**DATA TO USE**
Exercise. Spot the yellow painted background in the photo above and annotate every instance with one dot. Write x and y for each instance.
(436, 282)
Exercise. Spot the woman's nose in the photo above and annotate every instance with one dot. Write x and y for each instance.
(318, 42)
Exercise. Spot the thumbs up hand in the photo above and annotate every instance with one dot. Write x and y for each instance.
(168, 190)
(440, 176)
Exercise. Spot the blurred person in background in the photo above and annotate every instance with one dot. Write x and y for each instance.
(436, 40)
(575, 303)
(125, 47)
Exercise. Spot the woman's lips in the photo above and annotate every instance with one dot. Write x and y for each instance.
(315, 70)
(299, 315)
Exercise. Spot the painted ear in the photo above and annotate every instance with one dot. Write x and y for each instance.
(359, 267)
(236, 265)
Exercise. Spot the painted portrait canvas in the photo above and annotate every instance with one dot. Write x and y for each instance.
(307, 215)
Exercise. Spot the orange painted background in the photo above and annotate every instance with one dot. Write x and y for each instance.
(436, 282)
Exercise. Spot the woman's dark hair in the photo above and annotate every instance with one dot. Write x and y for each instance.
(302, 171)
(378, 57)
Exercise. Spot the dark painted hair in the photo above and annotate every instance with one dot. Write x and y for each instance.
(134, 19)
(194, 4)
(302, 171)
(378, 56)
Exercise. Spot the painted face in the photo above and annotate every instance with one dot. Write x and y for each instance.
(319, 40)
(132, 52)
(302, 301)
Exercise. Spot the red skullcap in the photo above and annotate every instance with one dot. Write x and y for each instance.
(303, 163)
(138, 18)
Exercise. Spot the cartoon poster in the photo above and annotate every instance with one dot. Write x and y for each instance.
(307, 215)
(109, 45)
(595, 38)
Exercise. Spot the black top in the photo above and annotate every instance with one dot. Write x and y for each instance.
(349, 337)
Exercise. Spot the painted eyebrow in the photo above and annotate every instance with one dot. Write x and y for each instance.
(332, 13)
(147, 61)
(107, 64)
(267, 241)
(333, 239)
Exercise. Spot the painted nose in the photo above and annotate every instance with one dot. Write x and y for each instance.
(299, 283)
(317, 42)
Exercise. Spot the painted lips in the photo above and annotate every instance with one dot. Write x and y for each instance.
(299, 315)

**WHAT YOU HAVE TO DO**
Please restate, exactly as written, the line that holds "Exercise. Spot the blurred" and all remaining lines of the data above, and only those.

**SOLUTION TO THE EXERCISE**
Exercise. Spot the blurred person in background in the photo above and annotate every instance with one dot. Write x and y for each instance.
(436, 40)
(575, 303)
(125, 47)
Exercise. Spot the woman's lips in the photo above and annotate every instance with one dot. Write x and y for each instance.
(315, 70)
(299, 315)
Exercise. Spot the painted ear in the photo above and annotate every instance with one dot. Write x and y for each instance.
(359, 267)
(236, 265)
Exercise. Spot the painted portrait canvas in the photo above and annotate every instance with one dot. Write x and y for each instance.
(307, 215)
Exercise. Spot the orange painted background in the photo above and annotate every instance with one dot. Write x and y for each instance.
(436, 282)
Exercise. Spot the woman's dark hair in the photo above and annotate every instance with one dot. Write x and y for each instance.
(302, 171)
(378, 57)
Exercise. Spot the dark painted hair in the photo above and annotate every instance with one dot. Write x and y for each instance.
(134, 19)
(194, 4)
(302, 171)
(378, 56)
Exercise. Spot the painted face in the photo above and annotate every instance with one dot. Write x and y for each instance.
(319, 40)
(132, 52)
(302, 301)
Exercise. Spot the red skullcap in the photo above and annotate every instance with one dot. Write x and y for each instance.
(303, 163)
(138, 18)
Exercise. Spot the cartoon poster in the photo above and annotate every instance with one dot. Write x and y for each instance.
(307, 215)
(109, 45)
(595, 38)
Exercise. Spot the black top in the photo above and annotate every instance with one dot. Write x and y for each instance.
(349, 337)
Exercise. Spot the painted eyebrow in the photo above and annotate every instance with one dot. Write x and y for each instance.
(332, 13)
(147, 61)
(107, 64)
(267, 241)
(333, 239)
Exercise. Spot the painted nose in the photo above and annotate every instance with one dot. Write x and y for each instance.
(299, 283)
(317, 42)
Exercise. Spot the painted lips in the photo above and annotate every instance with one dot. Write x and y for each instance.
(299, 315)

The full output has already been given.